▶ _INFORMATION SUPPLIED_

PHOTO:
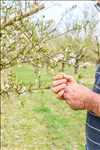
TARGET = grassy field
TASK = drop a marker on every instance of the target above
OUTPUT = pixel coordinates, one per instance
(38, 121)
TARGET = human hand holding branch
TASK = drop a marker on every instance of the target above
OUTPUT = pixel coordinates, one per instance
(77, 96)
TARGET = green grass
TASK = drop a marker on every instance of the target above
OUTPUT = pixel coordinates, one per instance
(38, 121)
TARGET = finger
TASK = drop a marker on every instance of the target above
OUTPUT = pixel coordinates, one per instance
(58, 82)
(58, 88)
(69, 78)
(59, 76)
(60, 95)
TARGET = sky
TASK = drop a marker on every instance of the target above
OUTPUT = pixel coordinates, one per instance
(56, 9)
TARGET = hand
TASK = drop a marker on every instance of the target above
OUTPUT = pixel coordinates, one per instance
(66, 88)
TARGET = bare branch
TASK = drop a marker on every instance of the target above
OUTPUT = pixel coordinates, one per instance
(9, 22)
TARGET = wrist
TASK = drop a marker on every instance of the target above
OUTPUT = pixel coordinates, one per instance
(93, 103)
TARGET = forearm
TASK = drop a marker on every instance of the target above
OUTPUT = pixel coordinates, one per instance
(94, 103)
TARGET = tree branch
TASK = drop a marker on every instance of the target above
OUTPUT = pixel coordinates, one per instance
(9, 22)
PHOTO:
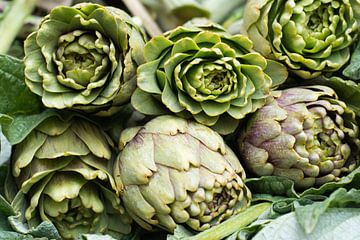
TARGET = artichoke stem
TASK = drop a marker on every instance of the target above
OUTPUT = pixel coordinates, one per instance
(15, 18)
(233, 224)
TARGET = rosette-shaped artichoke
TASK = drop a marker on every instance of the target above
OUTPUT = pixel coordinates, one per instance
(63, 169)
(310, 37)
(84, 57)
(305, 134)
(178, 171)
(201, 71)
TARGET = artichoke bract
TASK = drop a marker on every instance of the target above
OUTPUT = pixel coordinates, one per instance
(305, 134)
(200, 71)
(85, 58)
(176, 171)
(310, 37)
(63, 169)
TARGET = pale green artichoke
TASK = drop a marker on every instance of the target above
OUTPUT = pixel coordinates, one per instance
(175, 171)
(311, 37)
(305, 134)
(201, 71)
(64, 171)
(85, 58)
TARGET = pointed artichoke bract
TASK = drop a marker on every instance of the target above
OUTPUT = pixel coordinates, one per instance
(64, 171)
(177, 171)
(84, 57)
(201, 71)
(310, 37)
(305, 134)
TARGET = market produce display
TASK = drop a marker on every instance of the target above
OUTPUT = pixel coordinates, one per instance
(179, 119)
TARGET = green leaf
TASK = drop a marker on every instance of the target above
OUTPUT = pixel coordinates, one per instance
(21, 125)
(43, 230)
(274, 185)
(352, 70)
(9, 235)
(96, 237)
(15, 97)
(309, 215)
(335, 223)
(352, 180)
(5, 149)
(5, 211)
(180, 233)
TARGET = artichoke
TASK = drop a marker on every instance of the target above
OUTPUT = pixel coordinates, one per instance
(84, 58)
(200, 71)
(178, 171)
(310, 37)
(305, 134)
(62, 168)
...
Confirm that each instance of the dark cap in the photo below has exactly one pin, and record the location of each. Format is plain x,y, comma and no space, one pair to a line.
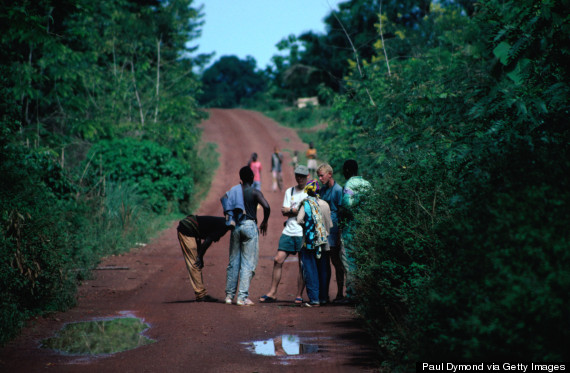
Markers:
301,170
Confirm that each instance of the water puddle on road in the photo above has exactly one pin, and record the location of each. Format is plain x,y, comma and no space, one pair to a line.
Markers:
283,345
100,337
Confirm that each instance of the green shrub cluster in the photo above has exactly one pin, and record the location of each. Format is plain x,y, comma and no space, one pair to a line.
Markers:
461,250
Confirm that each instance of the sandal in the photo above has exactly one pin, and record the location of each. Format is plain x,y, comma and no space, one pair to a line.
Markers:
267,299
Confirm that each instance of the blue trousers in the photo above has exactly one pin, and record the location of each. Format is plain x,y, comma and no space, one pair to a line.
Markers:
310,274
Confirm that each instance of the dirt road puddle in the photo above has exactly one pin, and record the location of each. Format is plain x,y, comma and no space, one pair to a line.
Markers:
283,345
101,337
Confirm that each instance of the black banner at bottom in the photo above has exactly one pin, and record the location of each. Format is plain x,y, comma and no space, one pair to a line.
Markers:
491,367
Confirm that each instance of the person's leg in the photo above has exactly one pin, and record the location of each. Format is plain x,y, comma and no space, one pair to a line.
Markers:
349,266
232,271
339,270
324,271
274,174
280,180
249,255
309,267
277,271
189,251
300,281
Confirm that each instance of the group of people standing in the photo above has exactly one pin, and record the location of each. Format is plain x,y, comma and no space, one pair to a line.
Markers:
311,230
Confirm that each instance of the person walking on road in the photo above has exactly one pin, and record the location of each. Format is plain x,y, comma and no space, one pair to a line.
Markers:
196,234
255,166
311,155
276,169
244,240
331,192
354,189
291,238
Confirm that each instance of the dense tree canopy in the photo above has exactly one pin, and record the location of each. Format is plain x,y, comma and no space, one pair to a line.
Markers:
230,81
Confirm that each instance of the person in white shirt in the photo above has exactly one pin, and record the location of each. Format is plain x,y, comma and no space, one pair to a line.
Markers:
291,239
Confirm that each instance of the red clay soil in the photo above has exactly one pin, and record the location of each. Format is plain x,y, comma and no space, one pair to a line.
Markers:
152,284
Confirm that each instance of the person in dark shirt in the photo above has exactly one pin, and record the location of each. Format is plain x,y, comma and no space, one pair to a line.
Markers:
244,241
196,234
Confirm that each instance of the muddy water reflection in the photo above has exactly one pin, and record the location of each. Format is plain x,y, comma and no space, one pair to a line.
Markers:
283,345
* * *
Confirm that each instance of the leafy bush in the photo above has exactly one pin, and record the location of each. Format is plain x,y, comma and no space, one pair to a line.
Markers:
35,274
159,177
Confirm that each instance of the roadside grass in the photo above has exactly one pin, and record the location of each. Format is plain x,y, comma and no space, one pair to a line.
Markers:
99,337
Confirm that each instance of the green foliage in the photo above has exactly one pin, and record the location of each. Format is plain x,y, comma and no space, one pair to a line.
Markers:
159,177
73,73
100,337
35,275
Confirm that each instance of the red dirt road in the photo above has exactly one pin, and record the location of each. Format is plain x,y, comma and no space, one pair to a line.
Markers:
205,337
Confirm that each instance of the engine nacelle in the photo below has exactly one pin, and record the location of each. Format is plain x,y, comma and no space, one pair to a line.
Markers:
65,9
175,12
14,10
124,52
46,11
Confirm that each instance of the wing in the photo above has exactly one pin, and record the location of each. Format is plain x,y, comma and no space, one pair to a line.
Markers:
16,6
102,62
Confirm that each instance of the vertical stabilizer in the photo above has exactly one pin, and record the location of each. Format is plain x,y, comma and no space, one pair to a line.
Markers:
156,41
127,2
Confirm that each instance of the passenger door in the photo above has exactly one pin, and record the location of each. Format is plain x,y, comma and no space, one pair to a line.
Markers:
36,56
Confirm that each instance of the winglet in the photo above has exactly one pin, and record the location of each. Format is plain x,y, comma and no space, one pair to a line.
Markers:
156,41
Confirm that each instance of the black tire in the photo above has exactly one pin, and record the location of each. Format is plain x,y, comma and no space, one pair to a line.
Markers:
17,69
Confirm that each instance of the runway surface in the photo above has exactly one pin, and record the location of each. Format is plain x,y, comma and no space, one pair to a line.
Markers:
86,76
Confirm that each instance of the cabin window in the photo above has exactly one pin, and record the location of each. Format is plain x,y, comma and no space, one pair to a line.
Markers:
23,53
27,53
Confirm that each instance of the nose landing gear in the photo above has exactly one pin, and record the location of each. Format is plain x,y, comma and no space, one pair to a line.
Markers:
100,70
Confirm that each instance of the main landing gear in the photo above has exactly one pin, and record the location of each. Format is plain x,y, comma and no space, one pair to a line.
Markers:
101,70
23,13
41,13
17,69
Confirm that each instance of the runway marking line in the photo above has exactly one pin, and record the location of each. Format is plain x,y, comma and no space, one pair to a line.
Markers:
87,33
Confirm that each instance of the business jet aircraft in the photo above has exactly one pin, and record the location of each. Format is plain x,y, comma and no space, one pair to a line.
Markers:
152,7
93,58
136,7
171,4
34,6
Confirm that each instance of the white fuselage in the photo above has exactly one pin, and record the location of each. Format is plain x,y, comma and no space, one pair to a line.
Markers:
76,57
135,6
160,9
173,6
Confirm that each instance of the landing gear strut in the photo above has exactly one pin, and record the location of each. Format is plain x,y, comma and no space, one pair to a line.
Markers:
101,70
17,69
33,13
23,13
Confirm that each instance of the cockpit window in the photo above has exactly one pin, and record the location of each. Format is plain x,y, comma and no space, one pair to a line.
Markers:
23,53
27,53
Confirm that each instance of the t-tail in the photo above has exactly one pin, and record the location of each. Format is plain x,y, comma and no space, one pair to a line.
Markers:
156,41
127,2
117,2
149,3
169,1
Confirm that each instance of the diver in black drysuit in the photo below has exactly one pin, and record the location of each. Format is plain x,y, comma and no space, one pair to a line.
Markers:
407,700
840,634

▶ _WHAT NEEDS TO BE DONE_
The number alone is the answer: work out how many lines in the data contain "bract".

▶ _SOLUTION BELOW_
2